### ACTIVITIES
• 1. Reproduce the passage of the Norwegian base reopenings report starting at "The base reopenings" and ending at "Skari Hyggen said.".
• 2. Take the report on Norwegian reopening its Bergen, Stavanger, and Trondheim bases further, continuing from its final sentence.

### SELECTED PASSAGE

Norwegian (DY, Oslo Gardermoen) has declared that Norway is “opening up” with the government’s recent removal of pandemic control measures on travel, prompting the recovering carrier to reopen its bases at Bergen, Stavanger, and Trondheim.

The airline said it had experienced a steady rise in demand for flights since May, and now that Norwegians are no longer discouraged from travelling to other countries as long as they hold a vaccine pass and follow their destination country’s restrictions, the company claimed to have seen “a very large increase in ticket sales,” leading to the bases reopening.

Norwegian had seen little or no activity at the bases since it parked virtually all of its aircraft in March 2020. The bases were later formally closed on November 10. According to the ch-aviation capacities module, from Bergen the airline currently flies to 13 destinations, five of them within Norway including Stavanger (22x weekly) and Trondheim (17x weekly) themselves. It links Stavanger with five destinations, two of them within Norway, and Trondheim with four destinations, two within Norway.

The base reopenings mean that a total of 112 pilots and 165 cabin crew will be able to return to work, spokeswoman Eline Skari Hyggen told local broadcaster TV 2, and the plan is to increase the number of cabin crew based at Stavanger.

Prior to the pandemic, the airline had more than 11,000 employees and 156 aircraft in operation. Today, there are around 3,000 staff and, in line with its restructuring plan, a fleet of fifty-one B737-800s, to be operated on a power-by-the-hour basis until the end of the first quarter of 2022. However, no decisions have yet been made about more base openings.

“We can actually say that our capacity in this country is a little larger than before the pandemic, because we have moved some colleagues from other bases that we have closed, for example about 200 cabin crew from Spain, and also pilots from Sweden mainly to Oslo Gardermoen,” Skari Hyggen said.

### INPUT DATA
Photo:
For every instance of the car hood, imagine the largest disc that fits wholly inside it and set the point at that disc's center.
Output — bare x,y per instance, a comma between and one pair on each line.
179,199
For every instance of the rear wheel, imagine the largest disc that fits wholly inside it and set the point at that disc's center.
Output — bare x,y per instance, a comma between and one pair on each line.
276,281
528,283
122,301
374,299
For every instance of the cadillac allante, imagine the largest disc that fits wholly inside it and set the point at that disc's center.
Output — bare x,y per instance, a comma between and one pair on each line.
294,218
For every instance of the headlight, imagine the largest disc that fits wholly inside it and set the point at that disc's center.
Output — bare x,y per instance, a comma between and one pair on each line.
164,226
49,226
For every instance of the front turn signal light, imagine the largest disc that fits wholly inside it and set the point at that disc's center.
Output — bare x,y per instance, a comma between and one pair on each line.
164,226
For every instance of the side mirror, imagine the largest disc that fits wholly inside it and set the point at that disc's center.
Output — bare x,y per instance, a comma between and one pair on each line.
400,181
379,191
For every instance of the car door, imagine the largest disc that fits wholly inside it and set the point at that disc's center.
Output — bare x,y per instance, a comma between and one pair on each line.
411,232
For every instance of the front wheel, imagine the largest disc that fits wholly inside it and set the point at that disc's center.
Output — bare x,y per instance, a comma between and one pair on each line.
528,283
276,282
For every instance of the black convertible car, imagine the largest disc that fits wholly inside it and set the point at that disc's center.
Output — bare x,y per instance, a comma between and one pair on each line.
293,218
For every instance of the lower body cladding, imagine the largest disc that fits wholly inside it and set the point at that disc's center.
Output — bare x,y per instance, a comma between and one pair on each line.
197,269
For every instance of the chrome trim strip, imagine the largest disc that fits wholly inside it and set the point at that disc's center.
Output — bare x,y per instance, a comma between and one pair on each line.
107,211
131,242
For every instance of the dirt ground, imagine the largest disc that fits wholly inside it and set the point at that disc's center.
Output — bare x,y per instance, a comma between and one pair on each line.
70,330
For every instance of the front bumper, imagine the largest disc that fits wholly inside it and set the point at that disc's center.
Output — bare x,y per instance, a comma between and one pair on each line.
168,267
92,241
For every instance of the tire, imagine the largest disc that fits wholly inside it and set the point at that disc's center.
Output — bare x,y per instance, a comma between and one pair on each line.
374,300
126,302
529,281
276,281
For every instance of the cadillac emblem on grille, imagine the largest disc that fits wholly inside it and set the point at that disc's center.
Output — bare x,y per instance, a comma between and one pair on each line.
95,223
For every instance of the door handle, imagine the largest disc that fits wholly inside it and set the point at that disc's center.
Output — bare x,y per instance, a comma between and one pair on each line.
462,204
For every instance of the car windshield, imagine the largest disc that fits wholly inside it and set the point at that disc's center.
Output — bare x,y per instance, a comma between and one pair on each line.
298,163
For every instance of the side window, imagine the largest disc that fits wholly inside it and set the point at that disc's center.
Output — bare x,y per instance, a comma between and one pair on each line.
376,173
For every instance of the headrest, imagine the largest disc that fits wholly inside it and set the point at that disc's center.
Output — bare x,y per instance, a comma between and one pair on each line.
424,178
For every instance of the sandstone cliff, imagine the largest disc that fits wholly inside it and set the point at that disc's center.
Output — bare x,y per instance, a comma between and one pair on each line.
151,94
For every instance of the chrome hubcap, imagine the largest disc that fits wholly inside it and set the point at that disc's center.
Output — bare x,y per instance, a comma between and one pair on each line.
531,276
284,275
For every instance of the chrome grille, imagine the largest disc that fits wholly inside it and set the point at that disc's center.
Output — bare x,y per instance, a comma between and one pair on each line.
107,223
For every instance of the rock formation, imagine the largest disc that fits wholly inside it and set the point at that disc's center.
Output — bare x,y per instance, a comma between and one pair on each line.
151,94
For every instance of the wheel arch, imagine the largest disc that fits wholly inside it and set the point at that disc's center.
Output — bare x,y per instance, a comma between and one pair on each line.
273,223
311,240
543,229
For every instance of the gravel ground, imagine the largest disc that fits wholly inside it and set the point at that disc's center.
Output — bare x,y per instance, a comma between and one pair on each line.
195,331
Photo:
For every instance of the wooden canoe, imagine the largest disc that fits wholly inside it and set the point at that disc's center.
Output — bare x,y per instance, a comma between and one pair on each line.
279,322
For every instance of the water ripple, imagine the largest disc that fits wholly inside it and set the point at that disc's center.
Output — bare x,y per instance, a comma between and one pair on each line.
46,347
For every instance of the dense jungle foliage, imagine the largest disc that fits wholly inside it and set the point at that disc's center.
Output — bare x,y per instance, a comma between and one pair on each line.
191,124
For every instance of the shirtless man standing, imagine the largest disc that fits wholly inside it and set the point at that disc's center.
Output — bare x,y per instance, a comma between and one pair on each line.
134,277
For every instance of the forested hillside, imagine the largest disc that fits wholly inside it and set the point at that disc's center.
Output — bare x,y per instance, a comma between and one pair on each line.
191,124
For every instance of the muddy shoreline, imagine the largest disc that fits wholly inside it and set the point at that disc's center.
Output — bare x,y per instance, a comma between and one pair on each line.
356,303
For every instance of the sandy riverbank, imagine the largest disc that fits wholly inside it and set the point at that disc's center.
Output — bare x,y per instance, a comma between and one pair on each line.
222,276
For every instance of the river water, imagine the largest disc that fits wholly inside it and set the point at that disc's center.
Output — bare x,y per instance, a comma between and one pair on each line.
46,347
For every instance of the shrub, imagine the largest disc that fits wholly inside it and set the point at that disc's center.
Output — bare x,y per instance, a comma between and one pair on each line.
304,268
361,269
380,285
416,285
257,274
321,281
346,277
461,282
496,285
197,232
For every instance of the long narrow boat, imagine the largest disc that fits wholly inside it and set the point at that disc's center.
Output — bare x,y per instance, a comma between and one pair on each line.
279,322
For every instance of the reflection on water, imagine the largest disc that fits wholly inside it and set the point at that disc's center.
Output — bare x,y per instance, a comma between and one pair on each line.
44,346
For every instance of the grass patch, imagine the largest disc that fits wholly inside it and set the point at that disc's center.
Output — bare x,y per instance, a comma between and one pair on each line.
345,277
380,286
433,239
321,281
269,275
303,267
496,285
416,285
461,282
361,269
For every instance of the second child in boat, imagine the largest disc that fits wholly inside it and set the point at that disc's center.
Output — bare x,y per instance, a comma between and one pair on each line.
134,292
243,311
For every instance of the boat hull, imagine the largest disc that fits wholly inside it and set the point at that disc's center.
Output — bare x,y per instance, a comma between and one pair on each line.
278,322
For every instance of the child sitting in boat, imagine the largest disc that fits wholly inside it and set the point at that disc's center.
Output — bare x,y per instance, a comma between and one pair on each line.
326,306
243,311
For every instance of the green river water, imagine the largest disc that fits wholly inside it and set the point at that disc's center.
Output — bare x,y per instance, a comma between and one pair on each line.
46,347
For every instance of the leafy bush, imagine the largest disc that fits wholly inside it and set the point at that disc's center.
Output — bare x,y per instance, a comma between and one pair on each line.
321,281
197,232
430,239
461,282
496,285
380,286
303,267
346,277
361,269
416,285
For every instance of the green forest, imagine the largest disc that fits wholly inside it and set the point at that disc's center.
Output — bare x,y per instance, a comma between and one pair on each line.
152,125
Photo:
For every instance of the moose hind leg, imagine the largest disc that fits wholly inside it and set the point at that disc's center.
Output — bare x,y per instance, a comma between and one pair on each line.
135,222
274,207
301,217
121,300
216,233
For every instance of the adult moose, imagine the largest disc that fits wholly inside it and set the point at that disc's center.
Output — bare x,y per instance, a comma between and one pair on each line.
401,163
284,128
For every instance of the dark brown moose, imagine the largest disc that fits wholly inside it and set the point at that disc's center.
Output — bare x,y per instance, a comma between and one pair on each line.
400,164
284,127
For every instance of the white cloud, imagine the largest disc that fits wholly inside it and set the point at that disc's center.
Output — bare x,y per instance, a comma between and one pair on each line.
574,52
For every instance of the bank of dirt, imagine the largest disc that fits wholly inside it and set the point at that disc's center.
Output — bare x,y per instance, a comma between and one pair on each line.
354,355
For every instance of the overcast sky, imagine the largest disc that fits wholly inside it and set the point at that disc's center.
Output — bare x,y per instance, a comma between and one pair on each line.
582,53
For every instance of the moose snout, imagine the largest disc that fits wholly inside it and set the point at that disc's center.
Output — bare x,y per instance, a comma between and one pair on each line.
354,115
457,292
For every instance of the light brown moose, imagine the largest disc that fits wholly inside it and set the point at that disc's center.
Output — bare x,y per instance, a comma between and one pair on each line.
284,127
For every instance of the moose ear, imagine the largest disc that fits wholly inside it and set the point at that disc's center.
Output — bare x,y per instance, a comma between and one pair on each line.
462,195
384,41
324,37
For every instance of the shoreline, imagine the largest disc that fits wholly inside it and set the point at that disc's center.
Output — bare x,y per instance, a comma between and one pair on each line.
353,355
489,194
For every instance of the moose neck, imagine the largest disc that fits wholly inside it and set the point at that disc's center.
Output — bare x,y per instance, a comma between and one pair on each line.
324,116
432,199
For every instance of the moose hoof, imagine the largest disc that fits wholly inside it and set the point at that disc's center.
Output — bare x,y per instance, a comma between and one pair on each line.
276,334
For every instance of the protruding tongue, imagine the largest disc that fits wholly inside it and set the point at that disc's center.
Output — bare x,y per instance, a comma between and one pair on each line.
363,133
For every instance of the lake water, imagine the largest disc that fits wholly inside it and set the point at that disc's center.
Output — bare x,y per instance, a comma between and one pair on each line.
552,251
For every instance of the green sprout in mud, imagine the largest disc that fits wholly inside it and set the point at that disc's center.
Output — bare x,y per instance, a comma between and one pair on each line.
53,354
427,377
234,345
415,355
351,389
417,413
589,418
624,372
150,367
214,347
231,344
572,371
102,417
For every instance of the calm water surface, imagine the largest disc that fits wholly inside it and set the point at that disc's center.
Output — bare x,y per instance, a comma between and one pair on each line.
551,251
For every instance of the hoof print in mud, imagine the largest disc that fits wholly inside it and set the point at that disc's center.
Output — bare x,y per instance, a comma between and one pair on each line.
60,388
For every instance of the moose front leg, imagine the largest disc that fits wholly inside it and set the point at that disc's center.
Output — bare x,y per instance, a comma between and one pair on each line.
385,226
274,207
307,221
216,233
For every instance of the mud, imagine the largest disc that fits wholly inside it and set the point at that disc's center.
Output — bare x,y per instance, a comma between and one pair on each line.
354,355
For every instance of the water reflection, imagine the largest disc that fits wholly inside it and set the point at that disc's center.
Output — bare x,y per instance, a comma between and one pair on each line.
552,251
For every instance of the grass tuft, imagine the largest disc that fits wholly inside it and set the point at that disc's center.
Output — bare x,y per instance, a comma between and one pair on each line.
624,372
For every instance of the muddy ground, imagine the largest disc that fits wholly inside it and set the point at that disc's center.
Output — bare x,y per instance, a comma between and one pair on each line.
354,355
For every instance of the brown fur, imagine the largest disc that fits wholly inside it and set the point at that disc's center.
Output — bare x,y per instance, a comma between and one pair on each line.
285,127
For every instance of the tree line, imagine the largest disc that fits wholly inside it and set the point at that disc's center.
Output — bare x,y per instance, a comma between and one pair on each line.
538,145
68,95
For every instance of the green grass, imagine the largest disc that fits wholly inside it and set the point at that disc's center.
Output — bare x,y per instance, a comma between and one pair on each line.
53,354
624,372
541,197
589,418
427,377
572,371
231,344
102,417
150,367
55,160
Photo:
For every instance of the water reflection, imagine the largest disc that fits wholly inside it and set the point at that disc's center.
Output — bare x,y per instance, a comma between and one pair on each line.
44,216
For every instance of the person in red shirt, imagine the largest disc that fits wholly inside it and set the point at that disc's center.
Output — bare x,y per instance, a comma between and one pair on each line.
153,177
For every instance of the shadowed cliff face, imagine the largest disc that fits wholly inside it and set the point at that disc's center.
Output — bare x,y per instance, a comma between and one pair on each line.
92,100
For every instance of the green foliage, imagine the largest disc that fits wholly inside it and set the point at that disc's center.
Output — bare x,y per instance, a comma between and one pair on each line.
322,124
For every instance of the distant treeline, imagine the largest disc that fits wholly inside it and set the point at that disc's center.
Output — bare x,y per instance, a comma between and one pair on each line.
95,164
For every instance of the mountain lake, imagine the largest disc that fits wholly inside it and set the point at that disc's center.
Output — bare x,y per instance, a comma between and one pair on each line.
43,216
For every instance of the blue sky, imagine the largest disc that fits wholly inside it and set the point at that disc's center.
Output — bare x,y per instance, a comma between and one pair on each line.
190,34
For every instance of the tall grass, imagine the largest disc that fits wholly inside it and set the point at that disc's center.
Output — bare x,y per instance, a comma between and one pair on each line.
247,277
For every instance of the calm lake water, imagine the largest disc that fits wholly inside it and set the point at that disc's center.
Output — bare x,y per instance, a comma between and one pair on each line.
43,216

### RESPONSES BY TASK
• 1.
The base reopenings mean that a total of 112 pilots and 165 cabin crew will be able to return to work, spokeswoman Eline Skari Hyggen told local broadcaster TV 2, and the plan is to increase the number of cabin crew based at Stavanger.

Prior to the pandemic, the airline had more than 11,000 employees and 156 aircraft in operation. Today, there are around 3,000 staff and, in line with its restructuring plan, a fleet of fifty-one B737-800s, to be operated on a power-by-the-hour basis until the end of the first quarter of 2022. However, no decisions have yet been made about more base openings.

“We can actually say that our capacity in this country is a little larger than before the pandemic, because we have moved some colleagues from other bases that we have closed, for example about 200 cabin crew from Spain, and also pilots from Sweden mainly to Oslo Gardermoen,” Skari Hyggen said.

• 2.
CEO Geir Karlsen told the online business newspaper E24 Næringsliv that rising demand means the fleet needs to grow again.

“We will make maximum use of the fleet now during the winter, but it is still too small. So the plan is that by next summer we will increase the number of aircraft to between 60 and 70,” he said.

Karlsen elaborated that he can now “guarantee that there will be no media coverage about the danger of bankruptcy for Norwegian this winter. We’re where we need to be. Through the debt negotiations, we received very flexible agreements for our aircraft. In short, it’s about us only paying for the hours we fly. This allows us to adjust our activity up and down quickly and cost-effectively.”

As for the appearance of another local competitor, Flyr (Norway) (FS, Oslo Gardermoen), which according to the ch-aviation fleets advanced module currently operates three B737-800s with one more awaiting delivery, Karlsen said: “We at Norwegian are very used to competition, first and foremost from SAS Scandinavian Airlines (SK, Copenhagen Kastrup). Flyr operates three or four aircraft today, and we will handle that well. As I said, our ticket sales are increasing and I look forward to the future.”

On October 6, Norwegian revealed that it carried 977,719 passengers in September, up 206% year-on-year. It operated an average of 46 aircraft during the month, and its load factor was 72.4%.